* **Set problem**:
Write out every line of the records from the line with "Pick out the wooden chair" to the line with "x=73, y=206", adding 46 to each number in the answer coordinates and leaving all other lines unchanged.

(Named object pointing records)

%%

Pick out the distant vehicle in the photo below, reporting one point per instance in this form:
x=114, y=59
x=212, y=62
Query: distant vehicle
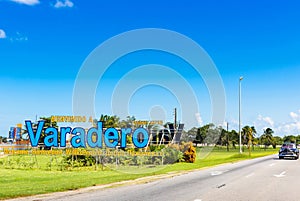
x=289, y=150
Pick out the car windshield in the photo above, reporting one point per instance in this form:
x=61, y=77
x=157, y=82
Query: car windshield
x=290, y=146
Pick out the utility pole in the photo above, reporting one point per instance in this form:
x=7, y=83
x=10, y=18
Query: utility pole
x=175, y=118
x=227, y=137
x=240, y=105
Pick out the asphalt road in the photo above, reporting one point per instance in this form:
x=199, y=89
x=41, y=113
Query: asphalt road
x=260, y=179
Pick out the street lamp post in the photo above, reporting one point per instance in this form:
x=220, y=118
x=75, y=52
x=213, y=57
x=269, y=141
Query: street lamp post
x=240, y=104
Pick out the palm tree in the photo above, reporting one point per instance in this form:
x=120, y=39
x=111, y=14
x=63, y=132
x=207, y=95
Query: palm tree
x=110, y=121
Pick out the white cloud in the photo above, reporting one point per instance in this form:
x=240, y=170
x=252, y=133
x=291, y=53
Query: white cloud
x=267, y=121
x=2, y=33
x=64, y=4
x=27, y=2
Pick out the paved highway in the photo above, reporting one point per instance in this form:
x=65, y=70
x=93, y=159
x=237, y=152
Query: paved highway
x=263, y=179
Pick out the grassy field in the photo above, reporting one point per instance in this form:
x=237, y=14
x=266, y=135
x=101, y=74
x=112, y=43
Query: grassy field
x=23, y=182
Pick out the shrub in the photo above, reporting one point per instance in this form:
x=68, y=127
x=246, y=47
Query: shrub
x=189, y=152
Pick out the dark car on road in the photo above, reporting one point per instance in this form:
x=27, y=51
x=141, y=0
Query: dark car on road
x=288, y=150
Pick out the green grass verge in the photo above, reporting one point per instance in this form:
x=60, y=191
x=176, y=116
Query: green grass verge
x=16, y=182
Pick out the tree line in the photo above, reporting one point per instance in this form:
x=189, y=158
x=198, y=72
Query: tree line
x=210, y=134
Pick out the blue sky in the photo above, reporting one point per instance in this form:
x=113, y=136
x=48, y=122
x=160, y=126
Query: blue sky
x=43, y=45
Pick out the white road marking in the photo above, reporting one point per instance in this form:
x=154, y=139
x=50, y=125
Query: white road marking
x=250, y=175
x=272, y=164
x=216, y=173
x=280, y=175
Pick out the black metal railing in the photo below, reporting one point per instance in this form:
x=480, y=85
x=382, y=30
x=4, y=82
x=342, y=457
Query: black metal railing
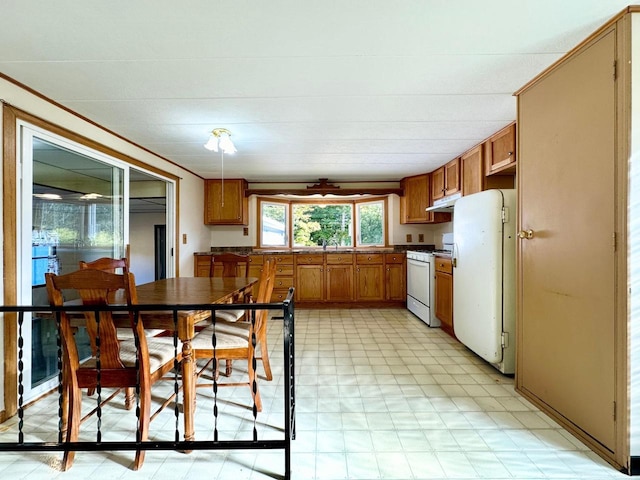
x=18, y=313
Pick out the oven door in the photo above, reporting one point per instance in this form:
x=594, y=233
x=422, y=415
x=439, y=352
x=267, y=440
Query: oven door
x=419, y=281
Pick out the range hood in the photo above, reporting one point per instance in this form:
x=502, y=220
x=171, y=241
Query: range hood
x=444, y=204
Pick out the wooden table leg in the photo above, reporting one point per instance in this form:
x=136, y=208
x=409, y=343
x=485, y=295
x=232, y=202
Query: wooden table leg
x=188, y=389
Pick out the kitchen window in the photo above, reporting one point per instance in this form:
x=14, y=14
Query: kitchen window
x=307, y=223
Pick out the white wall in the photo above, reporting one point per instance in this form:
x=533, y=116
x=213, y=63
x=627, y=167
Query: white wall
x=633, y=240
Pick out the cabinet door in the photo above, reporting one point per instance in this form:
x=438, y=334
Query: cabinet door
x=225, y=203
x=309, y=283
x=452, y=177
x=370, y=282
x=437, y=183
x=472, y=171
x=444, y=300
x=201, y=265
x=395, y=280
x=500, y=150
x=569, y=288
x=415, y=199
x=339, y=283
x=255, y=265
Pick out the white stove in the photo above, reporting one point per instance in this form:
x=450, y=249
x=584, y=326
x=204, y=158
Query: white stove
x=421, y=281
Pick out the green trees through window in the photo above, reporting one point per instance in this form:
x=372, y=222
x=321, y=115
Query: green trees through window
x=322, y=224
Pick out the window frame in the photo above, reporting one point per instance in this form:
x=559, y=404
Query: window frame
x=353, y=202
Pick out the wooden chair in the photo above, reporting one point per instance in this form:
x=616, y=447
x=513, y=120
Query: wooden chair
x=230, y=265
x=116, y=265
x=107, y=264
x=234, y=340
x=117, y=358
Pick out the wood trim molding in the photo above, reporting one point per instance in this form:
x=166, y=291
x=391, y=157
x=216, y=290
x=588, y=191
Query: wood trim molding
x=11, y=116
x=88, y=120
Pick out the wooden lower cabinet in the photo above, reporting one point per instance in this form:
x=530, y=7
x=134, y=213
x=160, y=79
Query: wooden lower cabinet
x=370, y=276
x=339, y=277
x=331, y=277
x=310, y=283
x=444, y=293
x=339, y=283
x=284, y=277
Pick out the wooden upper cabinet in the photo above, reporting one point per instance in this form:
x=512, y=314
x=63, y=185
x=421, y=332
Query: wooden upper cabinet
x=500, y=151
x=437, y=183
x=225, y=202
x=445, y=180
x=415, y=199
x=452, y=177
x=472, y=168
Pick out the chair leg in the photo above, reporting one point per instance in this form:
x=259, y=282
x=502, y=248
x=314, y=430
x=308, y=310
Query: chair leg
x=145, y=413
x=264, y=356
x=129, y=398
x=64, y=405
x=73, y=423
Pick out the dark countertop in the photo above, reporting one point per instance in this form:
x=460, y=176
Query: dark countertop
x=294, y=251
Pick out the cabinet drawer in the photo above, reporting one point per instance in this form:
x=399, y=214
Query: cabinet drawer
x=443, y=265
x=368, y=258
x=339, y=258
x=394, y=257
x=256, y=259
x=279, y=294
x=283, y=259
x=310, y=259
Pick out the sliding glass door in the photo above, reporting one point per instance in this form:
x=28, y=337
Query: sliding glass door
x=73, y=206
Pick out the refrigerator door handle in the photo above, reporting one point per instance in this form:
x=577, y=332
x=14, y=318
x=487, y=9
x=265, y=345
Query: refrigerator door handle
x=454, y=255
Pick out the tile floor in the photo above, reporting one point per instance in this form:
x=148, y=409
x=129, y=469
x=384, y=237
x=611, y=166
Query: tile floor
x=379, y=395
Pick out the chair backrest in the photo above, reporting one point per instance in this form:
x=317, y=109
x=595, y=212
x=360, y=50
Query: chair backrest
x=265, y=289
x=93, y=288
x=233, y=265
x=107, y=264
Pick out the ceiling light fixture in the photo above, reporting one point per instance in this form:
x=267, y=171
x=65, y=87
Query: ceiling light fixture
x=220, y=140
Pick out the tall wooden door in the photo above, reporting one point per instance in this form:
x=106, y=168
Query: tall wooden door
x=567, y=191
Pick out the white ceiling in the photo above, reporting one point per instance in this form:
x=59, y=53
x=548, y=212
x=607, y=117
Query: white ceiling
x=349, y=90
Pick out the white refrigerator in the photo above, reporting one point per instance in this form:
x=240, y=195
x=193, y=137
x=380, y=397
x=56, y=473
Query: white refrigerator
x=484, y=289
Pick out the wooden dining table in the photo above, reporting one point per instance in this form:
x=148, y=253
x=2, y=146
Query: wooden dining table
x=188, y=291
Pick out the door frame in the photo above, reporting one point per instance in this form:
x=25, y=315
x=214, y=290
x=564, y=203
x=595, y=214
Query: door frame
x=10, y=178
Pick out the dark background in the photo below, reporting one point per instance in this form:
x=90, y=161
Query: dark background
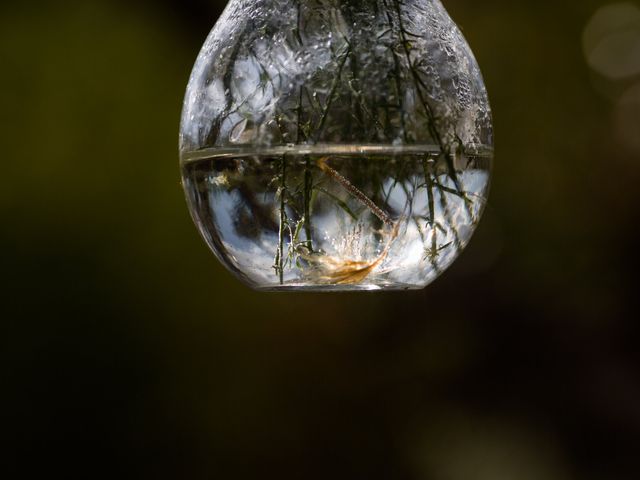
x=128, y=351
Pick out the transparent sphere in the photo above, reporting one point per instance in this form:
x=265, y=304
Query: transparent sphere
x=336, y=144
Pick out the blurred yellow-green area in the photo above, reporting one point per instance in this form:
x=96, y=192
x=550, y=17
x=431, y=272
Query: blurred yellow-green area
x=128, y=351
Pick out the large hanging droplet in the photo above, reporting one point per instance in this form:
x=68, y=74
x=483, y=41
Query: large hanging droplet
x=336, y=144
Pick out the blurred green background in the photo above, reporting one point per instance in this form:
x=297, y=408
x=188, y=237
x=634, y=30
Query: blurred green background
x=128, y=351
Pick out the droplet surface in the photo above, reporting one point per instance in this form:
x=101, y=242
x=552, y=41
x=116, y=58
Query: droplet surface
x=336, y=145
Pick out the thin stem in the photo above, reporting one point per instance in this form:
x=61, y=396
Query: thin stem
x=353, y=190
x=279, y=260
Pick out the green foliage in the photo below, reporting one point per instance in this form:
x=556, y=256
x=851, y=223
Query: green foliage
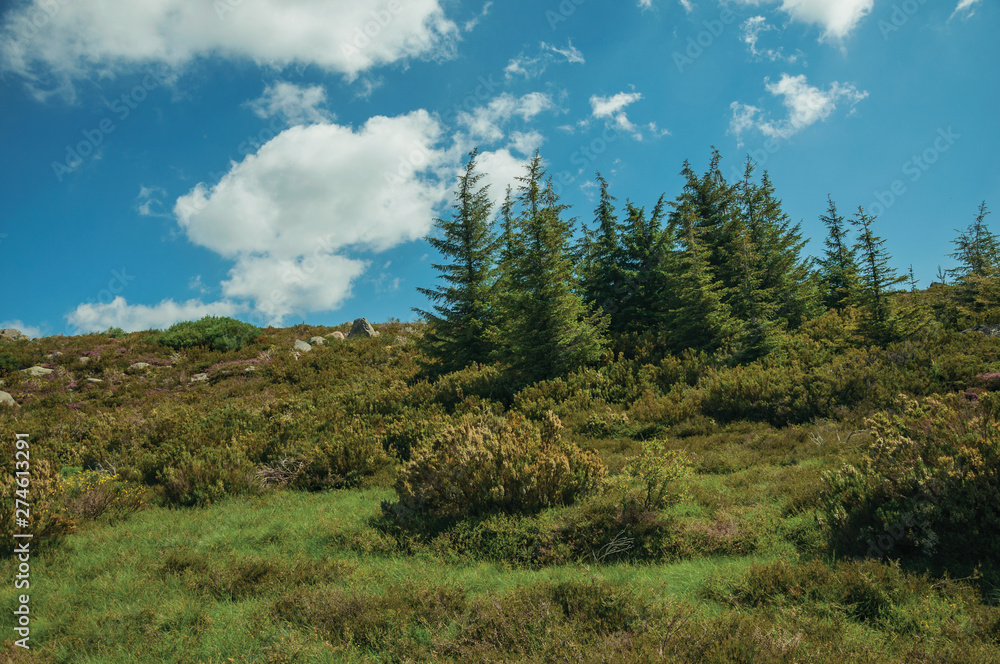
x=658, y=473
x=463, y=328
x=490, y=464
x=216, y=332
x=927, y=486
x=8, y=364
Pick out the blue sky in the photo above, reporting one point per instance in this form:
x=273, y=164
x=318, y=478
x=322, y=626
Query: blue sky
x=280, y=161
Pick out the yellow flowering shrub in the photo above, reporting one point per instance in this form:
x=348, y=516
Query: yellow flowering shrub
x=493, y=464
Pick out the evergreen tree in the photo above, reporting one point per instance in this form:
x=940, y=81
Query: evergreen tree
x=700, y=317
x=548, y=329
x=881, y=323
x=838, y=269
x=977, y=277
x=646, y=263
x=462, y=324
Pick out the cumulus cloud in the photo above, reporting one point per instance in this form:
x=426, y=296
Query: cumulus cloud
x=612, y=110
x=805, y=105
x=486, y=123
x=287, y=214
x=968, y=7
x=297, y=104
x=134, y=317
x=80, y=39
x=533, y=66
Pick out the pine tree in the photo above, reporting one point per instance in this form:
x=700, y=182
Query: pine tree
x=881, y=323
x=600, y=270
x=646, y=263
x=462, y=325
x=548, y=330
x=700, y=317
x=838, y=269
x=977, y=277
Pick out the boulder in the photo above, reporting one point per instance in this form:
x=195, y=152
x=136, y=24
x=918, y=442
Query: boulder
x=990, y=330
x=362, y=328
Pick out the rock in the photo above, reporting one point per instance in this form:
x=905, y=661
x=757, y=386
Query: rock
x=991, y=330
x=362, y=328
x=11, y=334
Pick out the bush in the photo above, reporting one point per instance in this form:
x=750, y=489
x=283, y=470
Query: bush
x=216, y=332
x=929, y=484
x=91, y=494
x=492, y=464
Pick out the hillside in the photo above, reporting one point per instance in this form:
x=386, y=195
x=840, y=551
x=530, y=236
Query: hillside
x=280, y=505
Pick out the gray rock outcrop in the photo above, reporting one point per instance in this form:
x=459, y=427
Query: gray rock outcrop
x=362, y=328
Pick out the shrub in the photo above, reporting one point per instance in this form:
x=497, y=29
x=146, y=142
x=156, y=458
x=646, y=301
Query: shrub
x=8, y=363
x=490, y=464
x=656, y=472
x=216, y=332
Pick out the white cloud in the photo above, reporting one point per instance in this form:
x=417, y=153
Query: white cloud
x=611, y=108
x=804, y=103
x=297, y=104
x=837, y=18
x=85, y=39
x=534, y=66
x=286, y=214
x=526, y=142
x=133, y=317
x=486, y=123
x=500, y=168
x=27, y=330
x=967, y=6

%%

* **Completed task**:
Pick out the wooden chair in the photo above, reporting one point per instance in this form:
x=616, y=447
x=513, y=120
Query: wooden chair
x=276, y=311
x=162, y=311
x=153, y=310
x=280, y=386
x=163, y=404
Pick out the wood trim molding in the photo above, reporting one point per instance in this form:
x=166, y=291
x=391, y=157
x=216, y=290
x=588, y=191
Query: wood trim molding
x=57, y=162
x=134, y=166
Pick out the wooden lower cabinet in the photo above, reporting one point per instance in this form:
x=530, y=7
x=134, y=213
x=160, y=79
Query: wooden lower cabinet
x=416, y=322
x=385, y=323
x=377, y=323
x=356, y=329
x=490, y=339
x=385, y=329
x=330, y=323
Pick out the wooden upper cabinet in the photo above, reporting one point per instance in this form:
x=512, y=314
x=63, y=185
x=421, y=332
Query: wooden upper cabinet
x=546, y=197
x=483, y=229
x=271, y=248
x=491, y=226
x=461, y=245
x=498, y=223
x=518, y=214
Pick out the chair leg in the photo above, reporting one point per instance in this form:
x=259, y=282
x=502, y=248
x=314, y=430
x=308, y=310
Query: chair leg
x=191, y=459
x=310, y=402
x=175, y=444
x=110, y=451
x=119, y=469
Pick out the dark countertop in the photo above, reporting one point per instance in this form:
x=460, y=176
Query: dark countertop
x=340, y=297
Pick out the cabinet drawer in the photo above, reporting one point per instance in this form:
x=399, y=214
Query: cabinet drawer
x=489, y=311
x=414, y=304
x=385, y=304
x=440, y=303
x=302, y=305
x=325, y=340
x=329, y=305
x=356, y=305
Pick out the sliding glass door in the photo above, reporting one point per instance in this form:
x=28, y=337
Query: sliding glass door
x=119, y=252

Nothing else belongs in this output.